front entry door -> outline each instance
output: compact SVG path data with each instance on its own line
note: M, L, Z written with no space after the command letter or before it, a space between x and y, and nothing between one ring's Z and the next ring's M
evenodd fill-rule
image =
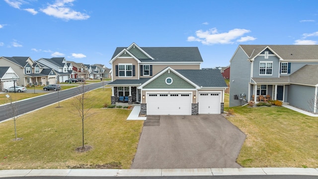
M284 87L277 86L277 99L283 100L283 94L284 93Z

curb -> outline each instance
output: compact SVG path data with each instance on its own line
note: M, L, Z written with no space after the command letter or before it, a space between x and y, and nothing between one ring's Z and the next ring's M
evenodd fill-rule
M34 169L0 170L0 178L18 177L163 177L243 175L317 176L318 168L254 168L178 169Z

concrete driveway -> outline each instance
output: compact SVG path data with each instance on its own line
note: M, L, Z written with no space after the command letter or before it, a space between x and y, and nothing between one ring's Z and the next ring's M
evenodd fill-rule
M131 169L240 168L245 135L223 116L147 116Z

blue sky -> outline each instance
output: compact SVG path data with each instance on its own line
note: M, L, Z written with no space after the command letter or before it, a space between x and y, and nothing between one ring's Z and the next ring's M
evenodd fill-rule
M198 47L227 66L239 44L318 44L318 1L0 0L0 56L108 62L117 47Z

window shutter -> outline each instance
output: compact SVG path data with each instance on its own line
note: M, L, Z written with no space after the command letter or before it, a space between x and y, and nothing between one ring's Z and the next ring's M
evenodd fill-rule
M152 65L150 65L149 66L149 74L150 75L150 76L153 76L153 66Z
M116 76L118 76L118 66L116 65L115 66L115 68L116 69Z
M140 76L144 76L143 65L140 66Z
M291 65L291 63L288 63L288 68L287 69L287 73L289 74L290 74L290 65Z

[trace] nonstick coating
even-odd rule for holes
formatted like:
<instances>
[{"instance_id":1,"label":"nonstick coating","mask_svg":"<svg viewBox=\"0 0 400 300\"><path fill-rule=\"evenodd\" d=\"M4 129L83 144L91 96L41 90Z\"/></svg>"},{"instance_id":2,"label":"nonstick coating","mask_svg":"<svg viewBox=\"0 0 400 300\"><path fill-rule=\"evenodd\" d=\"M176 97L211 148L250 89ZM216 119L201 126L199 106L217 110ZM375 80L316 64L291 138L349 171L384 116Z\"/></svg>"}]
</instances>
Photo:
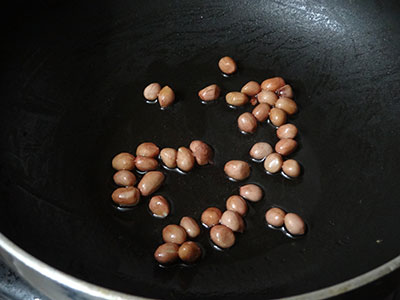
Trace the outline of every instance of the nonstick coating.
<instances>
[{"instance_id":1,"label":"nonstick coating","mask_svg":"<svg viewBox=\"0 0 400 300\"><path fill-rule=\"evenodd\" d=\"M162 298L274 298L342 282L399 255L400 62L397 1L38 1L2 9L0 230L44 262L86 281ZM289 4L290 3L290 4ZM238 62L225 78L221 56ZM261 125L241 134L223 98L203 105L212 83L223 94L249 80L282 76L296 93L297 181L251 162L245 182L265 198L250 204L235 246L191 267L160 268L161 230L208 206L224 208L241 183L223 165L249 160ZM177 102L145 103L150 82ZM160 147L201 139L215 164L164 171L157 194L172 214L153 218L148 199L131 211L110 198L112 157L143 141ZM266 227L276 205L303 216L290 239Z\"/></svg>"}]
</instances>

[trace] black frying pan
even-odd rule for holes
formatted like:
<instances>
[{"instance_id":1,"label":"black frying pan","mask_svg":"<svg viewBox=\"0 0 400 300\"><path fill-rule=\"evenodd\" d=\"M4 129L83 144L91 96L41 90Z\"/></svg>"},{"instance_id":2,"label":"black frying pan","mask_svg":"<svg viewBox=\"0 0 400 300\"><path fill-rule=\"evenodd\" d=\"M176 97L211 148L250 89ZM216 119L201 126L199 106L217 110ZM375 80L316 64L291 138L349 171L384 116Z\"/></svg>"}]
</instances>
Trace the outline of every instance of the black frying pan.
<instances>
[{"instance_id":1,"label":"black frying pan","mask_svg":"<svg viewBox=\"0 0 400 300\"><path fill-rule=\"evenodd\" d=\"M27 1L2 10L0 230L44 262L118 291L167 298L274 298L327 287L399 255L399 12L397 1ZM217 62L234 57L223 77ZM262 125L242 135L221 99L249 80L282 76L296 93L300 180L251 163L265 198L250 206L236 245L192 267L160 268L161 229L208 206L224 208L239 183L231 159L249 160ZM143 88L177 93L166 111ZM167 172L159 190L172 214L155 219L147 199L131 211L111 202L112 157L143 141L160 147L201 139L215 165ZM304 217L290 239L265 226L280 206Z\"/></svg>"}]
</instances>

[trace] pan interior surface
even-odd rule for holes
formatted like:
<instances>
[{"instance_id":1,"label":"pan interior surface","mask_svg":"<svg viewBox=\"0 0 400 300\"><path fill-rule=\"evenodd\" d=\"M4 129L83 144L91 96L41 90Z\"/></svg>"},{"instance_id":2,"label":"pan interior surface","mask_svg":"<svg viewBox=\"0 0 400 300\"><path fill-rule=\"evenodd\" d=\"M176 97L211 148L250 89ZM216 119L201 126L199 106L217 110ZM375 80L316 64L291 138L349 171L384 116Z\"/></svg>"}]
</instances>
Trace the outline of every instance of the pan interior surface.
<instances>
[{"instance_id":1,"label":"pan interior surface","mask_svg":"<svg viewBox=\"0 0 400 300\"><path fill-rule=\"evenodd\" d=\"M399 5L388 2L42 1L10 8L2 22L0 230L40 260L114 290L167 298L277 298L363 274L399 255ZM160 17L163 16L163 17ZM220 57L238 62L223 77ZM2 67L3 68L3 67ZM255 142L277 142L261 124L253 135L223 97L204 105L197 92L222 95L249 80L282 76L299 113L299 180L270 176L251 162ZM169 85L176 103L145 102L151 82ZM166 171L157 192L166 219L148 198L120 211L110 195L112 157L141 142L163 147L204 140L214 164L186 175ZM249 161L243 183L223 173ZM202 229L204 258L160 268L153 252L162 228L199 220L244 183L265 197L249 204L246 231L216 251ZM302 216L307 235L269 229L265 211Z\"/></svg>"}]
</instances>

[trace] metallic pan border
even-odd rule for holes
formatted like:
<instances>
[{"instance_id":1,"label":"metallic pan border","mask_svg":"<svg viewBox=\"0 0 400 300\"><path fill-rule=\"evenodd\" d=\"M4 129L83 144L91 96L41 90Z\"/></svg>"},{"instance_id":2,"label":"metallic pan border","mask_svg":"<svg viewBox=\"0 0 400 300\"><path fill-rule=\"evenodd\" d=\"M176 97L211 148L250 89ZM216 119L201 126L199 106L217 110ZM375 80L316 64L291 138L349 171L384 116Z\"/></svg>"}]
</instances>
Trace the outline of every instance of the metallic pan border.
<instances>
[{"instance_id":1,"label":"metallic pan border","mask_svg":"<svg viewBox=\"0 0 400 300\"><path fill-rule=\"evenodd\" d=\"M87 283L67 275L28 254L0 233L0 256L25 280L51 298L104 300L149 299L132 296ZM400 267L400 255L391 261L353 279L314 292L283 299L325 299L336 296L374 281ZM51 290L51 291L49 291Z\"/></svg>"}]
</instances>

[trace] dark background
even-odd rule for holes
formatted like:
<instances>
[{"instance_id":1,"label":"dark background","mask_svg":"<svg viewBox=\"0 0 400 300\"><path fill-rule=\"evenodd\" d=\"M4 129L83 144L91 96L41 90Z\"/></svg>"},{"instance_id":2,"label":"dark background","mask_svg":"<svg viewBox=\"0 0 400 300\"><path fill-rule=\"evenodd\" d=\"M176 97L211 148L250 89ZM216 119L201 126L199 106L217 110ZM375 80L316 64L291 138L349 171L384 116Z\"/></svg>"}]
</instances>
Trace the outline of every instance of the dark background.
<instances>
[{"instance_id":1,"label":"dark background","mask_svg":"<svg viewBox=\"0 0 400 300\"><path fill-rule=\"evenodd\" d=\"M353 278L399 254L399 4L397 1L41 1L2 10L0 230L39 259L120 291L180 298L280 297ZM239 72L221 76L233 56ZM300 130L297 181L252 164L263 187L235 247L192 268L160 269L152 253L160 231L184 215L223 208L240 184L222 172L248 160L257 141L276 142L263 124L240 134L221 100L197 91L218 83L282 76L296 93ZM143 101L143 87L168 84L167 111ZM118 152L143 141L160 147L202 139L215 165L166 172L159 193L172 203L152 218L147 199L129 212L109 195ZM304 217L308 234L292 240L265 227L277 205ZM61 259L60 259L61 258Z\"/></svg>"}]
</instances>

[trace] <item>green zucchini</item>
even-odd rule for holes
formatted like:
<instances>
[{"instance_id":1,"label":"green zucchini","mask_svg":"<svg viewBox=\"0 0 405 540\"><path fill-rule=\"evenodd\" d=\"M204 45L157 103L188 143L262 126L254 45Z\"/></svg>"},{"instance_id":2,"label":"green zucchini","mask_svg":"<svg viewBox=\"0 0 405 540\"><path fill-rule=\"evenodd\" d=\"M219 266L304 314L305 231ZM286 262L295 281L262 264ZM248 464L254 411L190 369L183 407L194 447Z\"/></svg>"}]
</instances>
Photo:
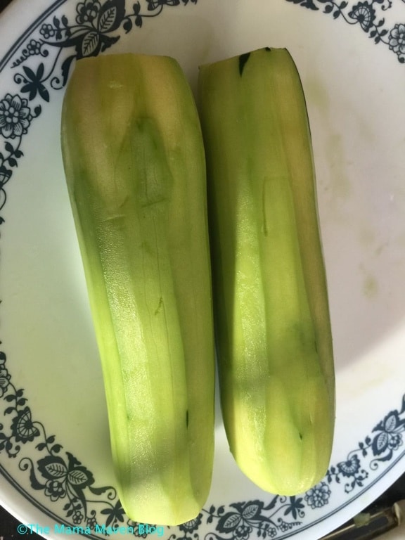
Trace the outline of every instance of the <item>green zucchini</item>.
<instances>
[{"instance_id":1,"label":"green zucchini","mask_svg":"<svg viewBox=\"0 0 405 540\"><path fill-rule=\"evenodd\" d=\"M263 489L326 472L335 377L311 140L286 49L200 68L219 383L230 450Z\"/></svg>"},{"instance_id":2,"label":"green zucchini","mask_svg":"<svg viewBox=\"0 0 405 540\"><path fill-rule=\"evenodd\" d=\"M179 525L208 495L214 411L205 154L179 64L79 60L61 145L118 495L134 521Z\"/></svg>"}]
</instances>

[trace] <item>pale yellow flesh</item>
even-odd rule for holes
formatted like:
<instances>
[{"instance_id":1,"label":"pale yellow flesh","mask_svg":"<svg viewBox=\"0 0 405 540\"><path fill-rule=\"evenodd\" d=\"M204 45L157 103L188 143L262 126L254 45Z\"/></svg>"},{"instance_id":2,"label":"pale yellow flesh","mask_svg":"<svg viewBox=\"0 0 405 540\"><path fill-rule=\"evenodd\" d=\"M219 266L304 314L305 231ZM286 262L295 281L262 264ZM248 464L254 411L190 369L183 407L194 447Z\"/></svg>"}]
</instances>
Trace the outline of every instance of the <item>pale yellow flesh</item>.
<instances>
[{"instance_id":1,"label":"pale yellow flesh","mask_svg":"<svg viewBox=\"0 0 405 540\"><path fill-rule=\"evenodd\" d=\"M285 49L205 65L207 160L222 412L230 449L263 489L325 475L335 380L302 89Z\"/></svg>"},{"instance_id":2,"label":"pale yellow flesh","mask_svg":"<svg viewBox=\"0 0 405 540\"><path fill-rule=\"evenodd\" d=\"M214 363L204 151L178 64L78 62L62 148L119 496L134 521L179 525L210 487Z\"/></svg>"}]
</instances>

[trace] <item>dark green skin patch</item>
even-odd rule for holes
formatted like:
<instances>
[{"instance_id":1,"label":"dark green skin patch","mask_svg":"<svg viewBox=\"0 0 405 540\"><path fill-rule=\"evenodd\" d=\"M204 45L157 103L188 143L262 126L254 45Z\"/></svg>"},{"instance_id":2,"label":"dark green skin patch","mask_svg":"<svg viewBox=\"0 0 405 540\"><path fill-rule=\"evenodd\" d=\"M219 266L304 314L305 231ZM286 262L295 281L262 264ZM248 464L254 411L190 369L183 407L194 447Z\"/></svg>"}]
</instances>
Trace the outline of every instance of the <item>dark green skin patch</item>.
<instances>
[{"instance_id":1,"label":"dark green skin patch","mask_svg":"<svg viewBox=\"0 0 405 540\"><path fill-rule=\"evenodd\" d=\"M245 53L239 56L239 75L240 77L242 77L242 74L243 73L243 69L245 68L246 62L249 60L249 56L250 56L250 53Z\"/></svg>"},{"instance_id":2,"label":"dark green skin patch","mask_svg":"<svg viewBox=\"0 0 405 540\"><path fill-rule=\"evenodd\" d=\"M271 51L271 49L270 47L264 47L264 51L267 51L268 52L270 52ZM242 77L242 75L243 74L243 70L245 69L245 65L246 65L246 63L249 60L249 57L250 56L250 53L245 53L245 54L241 54L239 56L239 75L240 77Z\"/></svg>"}]
</instances>

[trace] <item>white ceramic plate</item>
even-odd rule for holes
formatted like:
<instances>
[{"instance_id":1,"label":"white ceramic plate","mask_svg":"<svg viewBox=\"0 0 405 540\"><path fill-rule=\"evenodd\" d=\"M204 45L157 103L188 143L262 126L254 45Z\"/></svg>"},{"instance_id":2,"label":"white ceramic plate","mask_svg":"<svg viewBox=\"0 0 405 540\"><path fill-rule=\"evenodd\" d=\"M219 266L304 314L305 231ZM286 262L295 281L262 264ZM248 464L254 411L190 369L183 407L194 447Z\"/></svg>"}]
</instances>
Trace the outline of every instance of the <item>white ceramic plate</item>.
<instances>
[{"instance_id":1,"label":"white ceramic plate","mask_svg":"<svg viewBox=\"0 0 405 540\"><path fill-rule=\"evenodd\" d=\"M113 487L59 148L72 62L107 49L172 55L194 88L200 63L287 47L318 172L337 370L328 475L295 497L257 489L218 411L209 500L162 536L314 540L405 470L404 23L402 0L15 0L2 14L0 502L24 524L53 539L134 525Z\"/></svg>"}]
</instances>

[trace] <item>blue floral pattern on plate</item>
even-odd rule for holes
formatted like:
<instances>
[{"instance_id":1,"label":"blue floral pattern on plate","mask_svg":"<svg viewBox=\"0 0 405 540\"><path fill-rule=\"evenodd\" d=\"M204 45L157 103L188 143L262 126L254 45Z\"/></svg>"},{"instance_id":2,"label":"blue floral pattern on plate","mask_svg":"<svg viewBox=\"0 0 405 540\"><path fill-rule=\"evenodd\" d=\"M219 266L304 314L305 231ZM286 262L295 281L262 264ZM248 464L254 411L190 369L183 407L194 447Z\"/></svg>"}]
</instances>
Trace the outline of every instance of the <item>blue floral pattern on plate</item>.
<instances>
[{"instance_id":1,"label":"blue floral pattern on plate","mask_svg":"<svg viewBox=\"0 0 405 540\"><path fill-rule=\"evenodd\" d=\"M146 18L157 17L164 8L198 1L82 0L77 2L72 20L58 11L63 1L56 2L52 13L38 20L18 46L0 60L0 72L6 67L11 70L18 89L0 96L0 211L6 203L7 184L23 157L24 137L52 93L66 84L72 61L113 47L123 33L140 30ZM405 62L405 23L392 27L385 25L384 14L391 8L391 0L285 1L321 10L335 19L358 25L375 44L385 44L399 62ZM43 59L50 56L52 62L46 64ZM14 385L6 359L6 352L0 352L0 453L19 460L19 468L29 475L34 491L41 491L50 503L63 501L60 522L90 531L87 536L91 537L96 537L97 526L126 525L136 530L136 524L124 515L114 487L98 486L93 473L36 418L24 390ZM266 502L212 505L195 520L172 528L170 538L198 539L200 530L207 525L211 532L205 536L210 540L289 536L300 528L309 513L327 510L333 490L360 493L381 463L394 463L402 457L404 432L405 396L398 409L389 411L344 461L331 464L325 478L305 494L269 496ZM25 448L30 445L35 447L36 460L25 455ZM1 468L0 472L4 473Z\"/></svg>"}]
</instances>

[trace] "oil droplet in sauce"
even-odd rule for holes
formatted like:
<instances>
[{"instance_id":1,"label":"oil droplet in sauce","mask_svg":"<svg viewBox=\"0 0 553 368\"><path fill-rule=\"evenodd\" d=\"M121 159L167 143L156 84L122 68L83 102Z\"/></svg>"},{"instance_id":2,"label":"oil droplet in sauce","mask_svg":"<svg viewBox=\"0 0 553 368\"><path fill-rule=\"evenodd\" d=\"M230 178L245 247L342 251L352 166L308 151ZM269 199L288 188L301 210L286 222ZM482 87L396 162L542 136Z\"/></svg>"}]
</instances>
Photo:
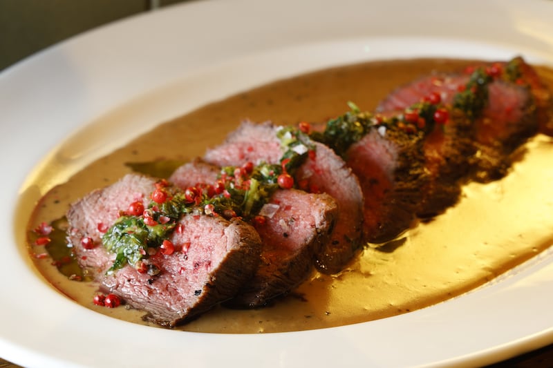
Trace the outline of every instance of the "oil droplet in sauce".
<instances>
[{"instance_id":1,"label":"oil droplet in sauce","mask_svg":"<svg viewBox=\"0 0 553 368\"><path fill-rule=\"evenodd\" d=\"M206 148L223 142L244 119L270 119L276 124L326 121L346 110L348 101L371 110L397 86L433 70L458 70L467 64L444 59L366 63L279 81L214 102L160 125L56 186L40 186L37 179L39 190L47 193L28 229L62 217L71 202L133 169L170 173L175 165L201 156ZM551 70L538 69L553 86ZM385 246L366 247L340 273L314 272L270 307L218 307L178 329L257 333L340 326L409 312L485 284L553 243L553 140L538 135L525 147L523 158L504 179L466 185L458 205ZM153 157L163 158L165 164L149 167ZM48 167L59 169L59 163L53 158L45 164ZM32 252L44 251L30 246ZM51 258L35 262L54 287L84 307L147 324L141 319L144 312L93 305L98 285L70 280Z\"/></svg>"}]
</instances>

----------

**AIM OF THE EXERCISE**
From the rows above, pull out the part that opens with the line containing "blue sky -> outline each instance" and closes with the line containing "M198 47L227 66L239". Reproduce both end lines and every line between them character for character.

**FULL SOLUTION**
blue sky -> outline each instance
output: compact SVG path data with each instance on its own line
note: M, L, Z written with no space after the command letter or before it, a space between x and y, and nothing between one ring's Z and the next ring's M
evenodd fill-rule
M198 47L227 66L239 44L318 44L318 1L0 0L0 56L108 62L117 47Z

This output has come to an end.